• _Material provided_:
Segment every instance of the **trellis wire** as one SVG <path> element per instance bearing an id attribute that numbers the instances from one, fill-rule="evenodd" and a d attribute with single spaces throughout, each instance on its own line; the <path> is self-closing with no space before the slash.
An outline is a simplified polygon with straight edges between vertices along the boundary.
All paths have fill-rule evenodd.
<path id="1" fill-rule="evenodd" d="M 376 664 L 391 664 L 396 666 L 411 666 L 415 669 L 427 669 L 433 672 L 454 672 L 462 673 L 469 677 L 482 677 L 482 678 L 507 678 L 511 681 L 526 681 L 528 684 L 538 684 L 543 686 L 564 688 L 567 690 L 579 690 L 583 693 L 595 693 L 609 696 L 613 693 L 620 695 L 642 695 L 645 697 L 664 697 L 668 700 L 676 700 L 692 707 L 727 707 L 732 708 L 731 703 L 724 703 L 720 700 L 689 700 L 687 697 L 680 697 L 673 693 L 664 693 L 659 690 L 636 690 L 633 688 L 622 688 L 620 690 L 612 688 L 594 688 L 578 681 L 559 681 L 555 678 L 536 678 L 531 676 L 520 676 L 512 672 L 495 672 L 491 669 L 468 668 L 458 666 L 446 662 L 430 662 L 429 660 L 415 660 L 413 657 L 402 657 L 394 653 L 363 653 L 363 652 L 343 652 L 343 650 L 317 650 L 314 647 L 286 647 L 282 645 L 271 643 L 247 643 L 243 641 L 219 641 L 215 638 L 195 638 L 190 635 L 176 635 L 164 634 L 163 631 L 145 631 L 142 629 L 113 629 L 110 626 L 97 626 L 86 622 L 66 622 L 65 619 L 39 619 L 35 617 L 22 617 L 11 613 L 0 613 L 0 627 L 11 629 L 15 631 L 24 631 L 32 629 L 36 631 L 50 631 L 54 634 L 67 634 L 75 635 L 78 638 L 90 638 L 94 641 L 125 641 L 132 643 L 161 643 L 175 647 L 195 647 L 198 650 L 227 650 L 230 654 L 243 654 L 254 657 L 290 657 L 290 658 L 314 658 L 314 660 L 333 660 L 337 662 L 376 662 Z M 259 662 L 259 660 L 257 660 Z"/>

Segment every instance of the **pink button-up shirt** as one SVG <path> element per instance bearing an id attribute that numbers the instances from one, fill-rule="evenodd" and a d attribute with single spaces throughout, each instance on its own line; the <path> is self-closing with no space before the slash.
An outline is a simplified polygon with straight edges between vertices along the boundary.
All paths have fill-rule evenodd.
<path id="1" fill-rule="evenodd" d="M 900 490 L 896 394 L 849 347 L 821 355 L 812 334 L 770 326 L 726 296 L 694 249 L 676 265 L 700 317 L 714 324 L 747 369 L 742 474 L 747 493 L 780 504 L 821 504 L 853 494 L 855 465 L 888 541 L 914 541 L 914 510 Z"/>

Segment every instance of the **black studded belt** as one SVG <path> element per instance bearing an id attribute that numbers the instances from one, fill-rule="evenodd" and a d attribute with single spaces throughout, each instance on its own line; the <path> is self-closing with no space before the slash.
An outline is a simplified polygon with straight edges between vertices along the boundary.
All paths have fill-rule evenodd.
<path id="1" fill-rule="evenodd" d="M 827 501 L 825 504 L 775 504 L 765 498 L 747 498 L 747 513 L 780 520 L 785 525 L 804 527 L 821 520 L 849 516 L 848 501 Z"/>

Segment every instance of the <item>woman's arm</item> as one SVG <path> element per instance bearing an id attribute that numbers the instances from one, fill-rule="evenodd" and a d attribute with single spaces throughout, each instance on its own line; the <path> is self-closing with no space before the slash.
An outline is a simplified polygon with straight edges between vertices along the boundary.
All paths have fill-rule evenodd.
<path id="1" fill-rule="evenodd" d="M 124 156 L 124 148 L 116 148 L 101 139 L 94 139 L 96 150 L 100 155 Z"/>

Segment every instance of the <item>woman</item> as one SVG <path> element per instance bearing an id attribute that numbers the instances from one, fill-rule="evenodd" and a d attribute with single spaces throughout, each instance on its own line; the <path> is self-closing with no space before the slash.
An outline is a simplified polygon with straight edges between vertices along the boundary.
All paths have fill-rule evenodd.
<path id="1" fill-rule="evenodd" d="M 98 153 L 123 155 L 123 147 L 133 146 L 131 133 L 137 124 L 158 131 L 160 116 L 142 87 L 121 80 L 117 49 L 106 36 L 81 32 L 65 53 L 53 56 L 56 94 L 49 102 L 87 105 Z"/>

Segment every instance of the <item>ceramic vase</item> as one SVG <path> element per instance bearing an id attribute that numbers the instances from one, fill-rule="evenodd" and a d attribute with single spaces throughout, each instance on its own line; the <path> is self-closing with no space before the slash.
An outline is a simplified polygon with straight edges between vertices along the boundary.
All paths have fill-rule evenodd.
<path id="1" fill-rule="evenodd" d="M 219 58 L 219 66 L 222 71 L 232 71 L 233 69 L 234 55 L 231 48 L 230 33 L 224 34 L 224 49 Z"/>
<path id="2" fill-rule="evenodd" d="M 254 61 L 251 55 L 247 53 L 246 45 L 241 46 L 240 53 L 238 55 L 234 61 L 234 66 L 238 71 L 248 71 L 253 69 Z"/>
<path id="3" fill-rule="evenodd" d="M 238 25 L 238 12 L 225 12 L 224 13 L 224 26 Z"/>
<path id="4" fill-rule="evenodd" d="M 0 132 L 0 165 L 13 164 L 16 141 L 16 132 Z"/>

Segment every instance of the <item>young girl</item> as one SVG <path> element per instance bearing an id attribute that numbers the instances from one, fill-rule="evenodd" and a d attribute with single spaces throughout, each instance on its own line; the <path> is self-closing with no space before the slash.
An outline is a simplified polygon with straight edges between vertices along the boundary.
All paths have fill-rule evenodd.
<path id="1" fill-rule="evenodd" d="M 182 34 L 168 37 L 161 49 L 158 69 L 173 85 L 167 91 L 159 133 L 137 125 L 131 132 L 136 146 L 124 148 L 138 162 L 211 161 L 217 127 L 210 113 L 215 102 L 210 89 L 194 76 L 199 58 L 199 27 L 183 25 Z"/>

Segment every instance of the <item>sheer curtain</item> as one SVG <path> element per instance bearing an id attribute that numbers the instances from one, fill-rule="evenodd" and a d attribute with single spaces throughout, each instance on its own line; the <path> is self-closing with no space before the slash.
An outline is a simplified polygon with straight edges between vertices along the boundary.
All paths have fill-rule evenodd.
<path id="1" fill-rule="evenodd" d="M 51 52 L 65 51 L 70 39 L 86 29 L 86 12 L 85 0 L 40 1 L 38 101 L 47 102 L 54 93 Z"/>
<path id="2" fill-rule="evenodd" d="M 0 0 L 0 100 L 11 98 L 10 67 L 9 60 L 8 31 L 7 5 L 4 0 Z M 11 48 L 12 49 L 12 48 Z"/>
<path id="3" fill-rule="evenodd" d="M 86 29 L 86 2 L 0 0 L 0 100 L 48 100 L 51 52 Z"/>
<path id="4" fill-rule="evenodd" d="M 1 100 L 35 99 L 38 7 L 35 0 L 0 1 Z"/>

• _What needs to be done_: Can you put every line of the rows above into a JSON list of strings, with one string per line and the blank lines omitted?

• _Complete answer_:
[
  "Segment every instance of the **trellis wire** as one SVG <path> element per instance bearing an id attribute that numbers the instances from one, fill-rule=\"evenodd\" and a d attribute with single spaces throughout, each instance on its own line; the <path> is self-closing with no space before the slash.",
  "An outline is a simplified polygon with straight edges between vertices along the boundary.",
  "All paths have fill-rule evenodd.",
  "<path id=\"1\" fill-rule=\"evenodd\" d=\"M 376 664 L 391 664 L 396 666 L 411 666 L 415 669 L 427 669 L 433 672 L 454 672 L 462 673 L 469 677 L 482 677 L 482 678 L 507 678 L 511 681 L 526 681 L 528 684 L 538 684 L 543 686 L 564 688 L 567 690 L 579 690 L 583 693 L 595 693 L 609 696 L 613 693 L 620 695 L 642 695 L 645 697 L 664 697 L 668 700 L 676 700 L 692 707 L 727 707 L 732 708 L 731 703 L 724 703 L 720 700 L 689 700 L 687 697 L 680 697 L 673 693 L 664 693 L 659 690 L 636 690 L 633 688 L 622 688 L 620 690 L 612 688 L 594 688 L 578 681 L 559 681 L 555 678 L 536 678 L 531 676 L 520 676 L 512 672 L 495 672 L 491 669 L 468 668 L 458 666 L 446 662 L 430 662 L 429 660 L 415 660 L 413 657 L 402 657 L 394 653 L 363 653 L 363 652 L 343 652 L 343 650 L 317 650 L 314 647 L 286 647 L 282 645 L 271 643 L 247 643 L 243 641 L 219 641 L 215 638 L 195 638 L 190 635 L 176 635 L 164 634 L 163 631 L 145 631 L 142 629 L 113 629 L 110 626 L 97 626 L 86 622 L 66 622 L 65 619 L 39 619 L 35 617 L 22 617 L 11 613 L 0 613 L 0 627 L 11 629 L 15 631 L 24 631 L 32 629 L 36 631 L 50 631 L 54 634 L 67 634 L 75 635 L 78 638 L 90 638 L 94 641 L 125 641 L 132 643 L 161 643 L 175 647 L 195 647 L 198 650 L 227 650 L 230 654 L 243 654 L 254 657 L 290 657 L 290 658 L 314 658 L 314 660 L 333 660 L 337 662 L 376 662 Z M 259 662 L 259 660 L 257 660 Z\"/>",
  "Segment every instance of the **pink button-up shirt** as one SVG <path> element per instance bearing an id attribute that numbers the instances from one, fill-rule=\"evenodd\" and a d attribute with single spaces throughout, each instance on its own line; the <path> is self-closing with no space before the slash.",
  "An outline is a simplified polygon with straight edges between vertices along the boundary.",
  "All paths have fill-rule evenodd.",
  "<path id=\"1\" fill-rule=\"evenodd\" d=\"M 900 490 L 896 394 L 849 347 L 821 355 L 812 334 L 770 326 L 726 296 L 694 249 L 676 265 L 700 317 L 714 324 L 747 369 L 742 474 L 747 493 L 780 504 L 821 504 L 853 494 L 855 465 L 888 541 L 914 541 L 914 510 Z\"/>",
  "Segment every instance of the **black studded belt** as one SVG <path> element per instance bearing an id attribute that numbers the instances from one, fill-rule=\"evenodd\" and a d attribute with single spaces throughout, each instance on its own line; the <path> is self-closing with no space before the slash.",
  "An outline is a simplified polygon with straight edges between vertices along the boundary.",
  "All paths have fill-rule evenodd.",
  "<path id=\"1\" fill-rule=\"evenodd\" d=\"M 827 501 L 825 504 L 775 504 L 765 498 L 747 498 L 747 513 L 780 520 L 785 525 L 804 527 L 821 520 L 849 516 L 848 501 Z\"/>",
  "Segment every instance of the <item>woman's arm</item> as one SVG <path> element per instance bearing an id attribute that numbers the instances from one, fill-rule=\"evenodd\" and a d attribute with single spaces throughout, each instance on its own line; the <path> is self-closing with no space before the slash.",
  "An outline is a simplified polygon with straight edges between vertices along the boundary.",
  "All paths have fill-rule evenodd.",
  "<path id=\"1\" fill-rule=\"evenodd\" d=\"M 124 156 L 124 148 L 116 148 L 101 139 L 94 139 L 96 150 L 100 155 Z\"/>",
  "Segment every instance of the <item>woman</item> as one SVG <path> element per instance bearing an id attribute that numbers the instances from one, fill-rule=\"evenodd\" and a d attribute with single spaces throughout, each instance on its own line; the <path> is self-closing with no space before the slash.",
  "An outline is a simplified polygon with straight edges between vertices along the boundary.",
  "All paths have fill-rule evenodd.",
  "<path id=\"1\" fill-rule=\"evenodd\" d=\"M 98 153 L 123 155 L 123 147 L 133 146 L 131 133 L 137 124 L 158 131 L 160 116 L 142 87 L 121 80 L 117 49 L 106 36 L 81 32 L 65 53 L 53 56 L 56 94 L 49 102 L 87 105 Z\"/>",
  "Segment every instance of the <item>ceramic vase</item> as one SVG <path> element per instance bearing an id attribute that numbers the instances from one, fill-rule=\"evenodd\" and a d attribute with single spaces throughout, each instance on its own line; the <path> is self-closing with no space before the slash.",
  "An outline is a simplified polygon with straight edges between vertices along the boundary.",
  "All paths have fill-rule evenodd.",
  "<path id=\"1\" fill-rule=\"evenodd\" d=\"M 219 58 L 219 66 L 222 71 L 232 71 L 233 69 L 234 55 L 231 48 L 230 33 L 224 34 L 224 49 Z\"/>",
  "<path id=\"2\" fill-rule=\"evenodd\" d=\"M 254 61 L 251 55 L 247 53 L 246 45 L 241 46 L 240 53 L 238 55 L 234 61 L 234 66 L 238 71 L 248 71 L 253 69 Z\"/>",
  "<path id=\"3\" fill-rule=\"evenodd\" d=\"M 238 25 L 238 12 L 225 12 L 224 13 L 224 26 Z\"/>",
  "<path id=\"4\" fill-rule=\"evenodd\" d=\"M 0 132 L 0 165 L 13 164 L 16 141 L 16 132 Z\"/>",
  "Segment every instance of the <item>young girl</item> as one SVG <path> element per instance bearing an id attribute that numbers the instances from one, fill-rule=\"evenodd\" and a d attribute with single spaces throughout, each instance on its own line; the <path> is self-closing with no space before the slash.",
  "An outline is a simplified polygon with straight edges between vertices along the boundary.",
  "All paths have fill-rule evenodd.",
  "<path id=\"1\" fill-rule=\"evenodd\" d=\"M 182 34 L 168 37 L 161 49 L 158 69 L 173 85 L 167 91 L 159 133 L 137 125 L 131 132 L 136 146 L 124 148 L 138 162 L 211 161 L 217 127 L 210 113 L 215 102 L 210 89 L 194 76 L 199 58 L 199 27 L 183 25 Z\"/>",
  "Segment every instance of the <item>sheer curtain</item> as one SVG <path> element per instance bearing an id attribute that numbers the instances from one, fill-rule=\"evenodd\" and a d attribute with single spaces throughout, each instance on its own line; the <path> is self-closing with no space before the slash.",
  "An outline is a simplified polygon with straight edges between vertices along the boundary.",
  "All paths have fill-rule evenodd.",
  "<path id=\"1\" fill-rule=\"evenodd\" d=\"M 51 52 L 65 51 L 70 39 L 86 29 L 86 12 L 85 0 L 40 1 L 38 101 L 47 102 L 54 93 Z\"/>",
  "<path id=\"2\" fill-rule=\"evenodd\" d=\"M 0 0 L 0 100 L 11 98 L 10 67 L 9 60 L 8 31 L 7 5 L 4 0 Z M 11 48 L 12 49 L 12 48 Z\"/>",
  "<path id=\"3\" fill-rule=\"evenodd\" d=\"M 86 29 L 86 2 L 0 0 L 0 100 L 48 100 L 51 52 Z\"/>",
  "<path id=\"4\" fill-rule=\"evenodd\" d=\"M 1 100 L 35 99 L 38 7 L 35 0 L 0 1 Z\"/>"
]